Referring expression data

******

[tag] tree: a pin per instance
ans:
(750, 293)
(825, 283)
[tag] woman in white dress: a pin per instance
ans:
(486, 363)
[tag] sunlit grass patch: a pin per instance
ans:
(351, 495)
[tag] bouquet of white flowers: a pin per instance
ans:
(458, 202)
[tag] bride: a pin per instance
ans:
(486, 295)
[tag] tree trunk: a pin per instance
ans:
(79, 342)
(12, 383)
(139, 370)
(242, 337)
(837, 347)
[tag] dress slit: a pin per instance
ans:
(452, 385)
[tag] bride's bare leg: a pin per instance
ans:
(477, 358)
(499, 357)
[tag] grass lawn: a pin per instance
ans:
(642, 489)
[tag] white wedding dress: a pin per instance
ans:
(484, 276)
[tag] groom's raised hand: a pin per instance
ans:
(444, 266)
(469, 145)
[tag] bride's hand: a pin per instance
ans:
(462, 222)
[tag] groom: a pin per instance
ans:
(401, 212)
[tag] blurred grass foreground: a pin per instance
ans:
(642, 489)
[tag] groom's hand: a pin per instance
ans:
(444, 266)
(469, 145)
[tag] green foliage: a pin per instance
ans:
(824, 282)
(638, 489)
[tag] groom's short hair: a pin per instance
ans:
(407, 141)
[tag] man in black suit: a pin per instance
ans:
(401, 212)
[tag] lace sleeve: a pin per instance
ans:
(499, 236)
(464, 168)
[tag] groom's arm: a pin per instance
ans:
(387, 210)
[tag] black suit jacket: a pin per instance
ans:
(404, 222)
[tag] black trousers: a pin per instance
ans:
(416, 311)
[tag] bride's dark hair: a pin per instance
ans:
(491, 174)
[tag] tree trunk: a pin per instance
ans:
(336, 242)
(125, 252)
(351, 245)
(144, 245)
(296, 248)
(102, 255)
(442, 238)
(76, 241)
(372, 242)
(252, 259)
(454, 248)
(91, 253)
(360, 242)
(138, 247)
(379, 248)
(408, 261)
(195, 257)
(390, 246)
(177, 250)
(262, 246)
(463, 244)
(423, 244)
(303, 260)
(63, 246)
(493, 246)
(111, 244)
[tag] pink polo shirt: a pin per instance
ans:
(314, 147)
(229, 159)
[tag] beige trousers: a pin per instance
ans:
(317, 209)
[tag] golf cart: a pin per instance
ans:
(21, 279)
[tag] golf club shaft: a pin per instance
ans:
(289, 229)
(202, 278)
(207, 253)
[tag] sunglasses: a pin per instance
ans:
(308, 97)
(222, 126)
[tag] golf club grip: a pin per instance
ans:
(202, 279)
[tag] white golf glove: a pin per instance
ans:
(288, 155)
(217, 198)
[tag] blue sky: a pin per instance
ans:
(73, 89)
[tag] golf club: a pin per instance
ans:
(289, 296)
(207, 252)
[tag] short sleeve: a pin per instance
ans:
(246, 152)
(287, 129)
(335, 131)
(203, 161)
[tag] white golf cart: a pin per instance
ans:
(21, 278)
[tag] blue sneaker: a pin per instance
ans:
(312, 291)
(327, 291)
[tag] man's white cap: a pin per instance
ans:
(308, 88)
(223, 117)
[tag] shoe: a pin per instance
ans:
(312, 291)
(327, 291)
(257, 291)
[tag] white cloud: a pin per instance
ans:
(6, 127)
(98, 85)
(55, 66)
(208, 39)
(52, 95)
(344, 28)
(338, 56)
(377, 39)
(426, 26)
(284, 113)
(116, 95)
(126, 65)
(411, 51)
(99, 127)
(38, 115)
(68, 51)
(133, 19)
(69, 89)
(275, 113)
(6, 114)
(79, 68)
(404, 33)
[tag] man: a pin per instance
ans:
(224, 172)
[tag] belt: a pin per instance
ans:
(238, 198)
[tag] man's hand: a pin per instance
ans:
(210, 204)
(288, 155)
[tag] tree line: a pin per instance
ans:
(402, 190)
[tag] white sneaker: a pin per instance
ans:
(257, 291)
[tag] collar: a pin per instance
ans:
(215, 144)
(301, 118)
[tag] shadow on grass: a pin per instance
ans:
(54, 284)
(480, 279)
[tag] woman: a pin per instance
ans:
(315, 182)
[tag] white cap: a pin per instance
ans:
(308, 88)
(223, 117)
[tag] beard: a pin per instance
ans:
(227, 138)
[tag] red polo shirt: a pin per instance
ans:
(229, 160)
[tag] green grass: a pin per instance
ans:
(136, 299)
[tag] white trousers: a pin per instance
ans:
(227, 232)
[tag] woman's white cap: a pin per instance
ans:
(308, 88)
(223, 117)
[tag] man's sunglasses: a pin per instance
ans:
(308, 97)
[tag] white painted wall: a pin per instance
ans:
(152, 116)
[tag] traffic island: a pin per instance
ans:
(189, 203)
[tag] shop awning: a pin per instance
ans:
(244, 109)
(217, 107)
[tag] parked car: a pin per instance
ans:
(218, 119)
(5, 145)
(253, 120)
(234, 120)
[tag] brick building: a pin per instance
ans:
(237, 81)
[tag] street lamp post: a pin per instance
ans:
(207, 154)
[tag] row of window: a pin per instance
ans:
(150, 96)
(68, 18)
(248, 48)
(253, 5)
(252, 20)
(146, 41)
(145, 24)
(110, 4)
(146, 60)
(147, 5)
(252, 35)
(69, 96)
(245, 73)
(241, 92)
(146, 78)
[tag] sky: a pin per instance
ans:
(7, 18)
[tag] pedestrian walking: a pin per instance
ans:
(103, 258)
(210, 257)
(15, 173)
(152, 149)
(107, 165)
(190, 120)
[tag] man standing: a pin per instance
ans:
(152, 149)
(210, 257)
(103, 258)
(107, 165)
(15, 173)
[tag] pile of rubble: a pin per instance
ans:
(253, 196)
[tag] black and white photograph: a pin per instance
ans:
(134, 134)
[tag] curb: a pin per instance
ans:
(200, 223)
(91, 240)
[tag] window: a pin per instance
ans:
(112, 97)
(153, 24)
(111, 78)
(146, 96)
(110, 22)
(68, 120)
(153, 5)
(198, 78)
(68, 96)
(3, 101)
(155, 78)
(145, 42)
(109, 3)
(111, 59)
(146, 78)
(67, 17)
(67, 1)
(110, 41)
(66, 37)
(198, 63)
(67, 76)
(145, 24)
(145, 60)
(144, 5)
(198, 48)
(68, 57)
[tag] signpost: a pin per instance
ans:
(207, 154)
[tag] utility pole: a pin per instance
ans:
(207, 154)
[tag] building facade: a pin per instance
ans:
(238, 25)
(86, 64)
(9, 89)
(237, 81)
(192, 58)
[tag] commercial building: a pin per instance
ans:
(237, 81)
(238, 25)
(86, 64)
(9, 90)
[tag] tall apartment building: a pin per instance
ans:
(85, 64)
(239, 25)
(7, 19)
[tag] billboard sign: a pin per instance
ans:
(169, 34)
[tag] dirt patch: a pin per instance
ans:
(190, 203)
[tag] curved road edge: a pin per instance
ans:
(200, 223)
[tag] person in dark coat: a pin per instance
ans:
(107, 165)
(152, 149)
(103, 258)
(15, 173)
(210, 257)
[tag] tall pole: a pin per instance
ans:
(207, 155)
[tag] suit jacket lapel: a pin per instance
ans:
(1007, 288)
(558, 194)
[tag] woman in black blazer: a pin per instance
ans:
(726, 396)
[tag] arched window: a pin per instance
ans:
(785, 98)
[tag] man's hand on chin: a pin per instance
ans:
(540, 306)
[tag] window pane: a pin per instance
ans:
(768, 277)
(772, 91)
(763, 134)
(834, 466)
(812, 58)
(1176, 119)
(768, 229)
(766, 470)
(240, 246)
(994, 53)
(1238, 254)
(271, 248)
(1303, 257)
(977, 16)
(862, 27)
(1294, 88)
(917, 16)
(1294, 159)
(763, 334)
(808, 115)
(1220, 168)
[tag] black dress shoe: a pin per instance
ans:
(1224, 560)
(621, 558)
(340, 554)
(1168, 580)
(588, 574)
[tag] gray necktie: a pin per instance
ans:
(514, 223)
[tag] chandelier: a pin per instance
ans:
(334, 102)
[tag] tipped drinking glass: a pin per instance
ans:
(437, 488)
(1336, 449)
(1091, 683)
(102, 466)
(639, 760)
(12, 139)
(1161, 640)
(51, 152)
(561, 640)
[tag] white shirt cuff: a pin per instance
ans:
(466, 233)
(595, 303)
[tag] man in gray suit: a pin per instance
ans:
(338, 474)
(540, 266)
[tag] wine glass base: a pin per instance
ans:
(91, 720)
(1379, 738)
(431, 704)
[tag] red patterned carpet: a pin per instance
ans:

******

Exercise goal — With the entries above as the source, set down exactly the lines from the one holding "[tag] window pane: a pin per instance" through the last line, both ends included.

Result below —
[tag] window pane: a pin per instance
ans:
(768, 277)
(772, 91)
(763, 134)
(834, 466)
(812, 58)
(1176, 119)
(768, 229)
(766, 470)
(240, 246)
(994, 53)
(1238, 254)
(271, 248)
(1303, 257)
(977, 16)
(862, 27)
(1294, 88)
(917, 16)
(1294, 159)
(763, 334)
(808, 115)
(1220, 168)
[tag] black dress shoe: a pin per instance
ans:
(1224, 560)
(621, 558)
(340, 554)
(1168, 580)
(588, 574)
[tag] gray necktie: a pin per instance
ans:
(514, 223)
[tag] chandelier: a pin per instance
ans:
(334, 102)
[tag] tipped drinking glass: a pin per instance
ans:
(437, 488)
(1336, 449)
(1091, 683)
(102, 466)
(639, 760)
(12, 139)
(1161, 640)
(51, 152)
(561, 640)
[tag] white shirt cuff: a pin per instance
ans:
(466, 233)
(595, 303)
[tag] man in gray suit: a pin per instance
ans:
(338, 474)
(540, 266)
[tag] wine glass base: a pin per instance
ans:
(91, 720)
(1379, 738)
(431, 704)
[tag] red patterned carpet: a pin per instance
ans:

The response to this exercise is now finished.